▶ Provided data
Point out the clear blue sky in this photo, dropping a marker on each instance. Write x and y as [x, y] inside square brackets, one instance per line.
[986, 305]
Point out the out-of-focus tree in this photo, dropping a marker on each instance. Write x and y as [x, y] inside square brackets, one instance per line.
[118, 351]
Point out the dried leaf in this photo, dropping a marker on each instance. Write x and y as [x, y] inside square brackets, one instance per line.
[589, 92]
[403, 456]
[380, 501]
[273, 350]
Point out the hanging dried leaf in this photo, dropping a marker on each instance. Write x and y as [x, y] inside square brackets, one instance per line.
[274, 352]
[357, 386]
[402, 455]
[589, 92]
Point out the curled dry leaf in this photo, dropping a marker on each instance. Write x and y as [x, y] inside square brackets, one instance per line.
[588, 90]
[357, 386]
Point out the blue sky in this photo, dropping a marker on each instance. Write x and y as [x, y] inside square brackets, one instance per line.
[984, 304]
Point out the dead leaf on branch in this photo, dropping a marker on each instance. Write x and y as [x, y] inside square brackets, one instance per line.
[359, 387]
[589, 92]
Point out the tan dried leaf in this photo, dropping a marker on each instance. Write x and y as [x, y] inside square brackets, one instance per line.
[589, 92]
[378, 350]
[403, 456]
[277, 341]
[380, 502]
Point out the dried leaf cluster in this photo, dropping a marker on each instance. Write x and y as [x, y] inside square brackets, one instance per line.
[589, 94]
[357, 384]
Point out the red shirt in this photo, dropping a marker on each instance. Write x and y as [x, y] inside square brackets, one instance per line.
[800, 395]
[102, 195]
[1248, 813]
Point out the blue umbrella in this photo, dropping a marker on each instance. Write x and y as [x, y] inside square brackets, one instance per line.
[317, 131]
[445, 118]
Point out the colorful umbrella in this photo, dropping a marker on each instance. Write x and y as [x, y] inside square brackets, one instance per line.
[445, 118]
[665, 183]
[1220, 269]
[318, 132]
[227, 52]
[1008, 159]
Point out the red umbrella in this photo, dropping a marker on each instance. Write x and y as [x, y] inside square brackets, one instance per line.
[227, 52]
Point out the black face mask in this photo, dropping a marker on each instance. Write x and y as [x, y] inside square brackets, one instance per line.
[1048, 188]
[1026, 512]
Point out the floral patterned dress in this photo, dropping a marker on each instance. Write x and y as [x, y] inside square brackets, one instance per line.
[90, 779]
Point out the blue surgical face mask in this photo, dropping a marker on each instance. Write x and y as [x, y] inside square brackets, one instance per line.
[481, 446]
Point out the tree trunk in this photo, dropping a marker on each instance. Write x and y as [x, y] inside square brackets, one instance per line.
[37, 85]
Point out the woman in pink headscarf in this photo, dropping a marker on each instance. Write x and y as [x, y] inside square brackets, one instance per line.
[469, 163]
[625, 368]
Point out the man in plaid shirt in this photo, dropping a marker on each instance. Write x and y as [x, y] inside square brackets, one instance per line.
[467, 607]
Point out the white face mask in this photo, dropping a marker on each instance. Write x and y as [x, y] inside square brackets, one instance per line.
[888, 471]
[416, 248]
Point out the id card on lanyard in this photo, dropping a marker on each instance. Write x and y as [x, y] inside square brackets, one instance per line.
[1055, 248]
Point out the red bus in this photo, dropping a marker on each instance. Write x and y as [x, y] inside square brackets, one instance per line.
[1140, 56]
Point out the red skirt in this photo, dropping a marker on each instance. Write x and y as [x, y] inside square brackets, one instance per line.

▶ Problem statement
Copy every entry above word for word, changing nothing.

▶ Output for this task
Point out the clear blue sky in this photo, dropping a marker on each instance. Write x and y as [x, y] inside square brackets, one instance per line.
[986, 305]
Point out the out-of-focus tree in this photo, dropping a marker on each instance. Write x and y as [x, y] inside square brackets, one instance per line.
[118, 351]
Point out the dried leaf in this photo, dropping a marker on each instance. Write x and y as [x, y] inside square brackets, one instance per line.
[589, 92]
[403, 456]
[380, 501]
[273, 350]
Point out the hanging dried leaf in this photo, dropping a marker on each instance. Write x and y as [x, y] inside square brackets, one instance per line.
[274, 352]
[357, 386]
[402, 455]
[589, 92]
Point out the curled dry leaf in this photo, dropping a marker on each instance. Write x and y as [x, y] inside square brackets, one instance per line.
[588, 90]
[357, 386]
Point out the blue sky in this photo, dropping a marker on each instance. Write x and y as [x, y] inside square brackets, one instance per line.
[984, 304]
Point out the dead leaf on branch in this photo, dropping a marker on each instance. Write x and y as [x, y] inside square brackets, one instance per line.
[359, 387]
[589, 92]
Point out the tan dried leaf in this photo, dropping a marker on each instance. Write x and y as [x, y] inside square brackets, one instance per line.
[589, 92]
[378, 350]
[403, 456]
[277, 341]
[380, 502]
Point out the dried leaf cluster in this photo, dropping a marker on each instance. Write x and y as [x, y] inside square brackets, one instance per line.
[589, 94]
[357, 384]
Point out the red shirt in this photo, dropping a marker on each instance. Write x and y as [x, y] inside square brackets, one instance per line.
[800, 395]
[102, 195]
[1248, 813]
Point out the blue umbrella in this photo, dropping a marker on each instance. Write x and y as [x, y] inside square brackets, one instance per line.
[317, 131]
[445, 118]
Point out the colorful umbrella in this photo, dropping a marker on each instance. Write x and y as [x, y] inside square brackets, one instance per line.
[445, 118]
[665, 183]
[1220, 269]
[318, 132]
[227, 52]
[1008, 159]
Point out the red umbrella in this photo, dropping a marker on each instance. Write x and y as [x, y] inside square brackets, one instance per line.
[227, 52]
Point out the black face mask in this photo, dropping a marker on each instance. Write x and y as [x, y] inside square brackets, one instance per line.
[1048, 188]
[1026, 512]
Point out the floral patterned dress in this photo, dropping a marker on each instance. Write x and y as [x, y] inside square brackets, one instance per line.
[90, 779]
Point out the blue surgical face mask in this photo, dropping a marker on each instance. Write x and y as [x, y] inside square brackets, one instance per line.
[481, 446]
Point out the tree trunk in this photo, dropping a marker on each instance. Write x and y as [x, y] inside square brackets, one instance per line.
[37, 85]
Point out the woman in pink headscarf in this photo, dropping a marker on each instance. Write x and y as [x, y] inside square brackets, one instance per line.
[469, 163]
[625, 368]
Point out the man in plaid shirt in this photo, dropping a marker on each instance. Write x and y as [x, y] inside square brackets, one instance per line.
[467, 607]
Point out the white face mask in this photo, dropping a marker on each instance. Write x and y as [x, y] inside square brackets, one instance per line.
[888, 471]
[416, 248]
Point out the id card on lanyard in this photo, dropping a marker on each instance. Write x and y as [x, y] inside square brackets, one instance per line.
[1055, 248]
Point out the red bus in this photo, dropping a marker on each instance. Write x and y as [x, y] inside square brackets, one instance per line.
[1140, 56]
Point out the red skirt in this photo, dropping a marker on each instance. Write x and y as [x, y] inside square brackets, one instance per line.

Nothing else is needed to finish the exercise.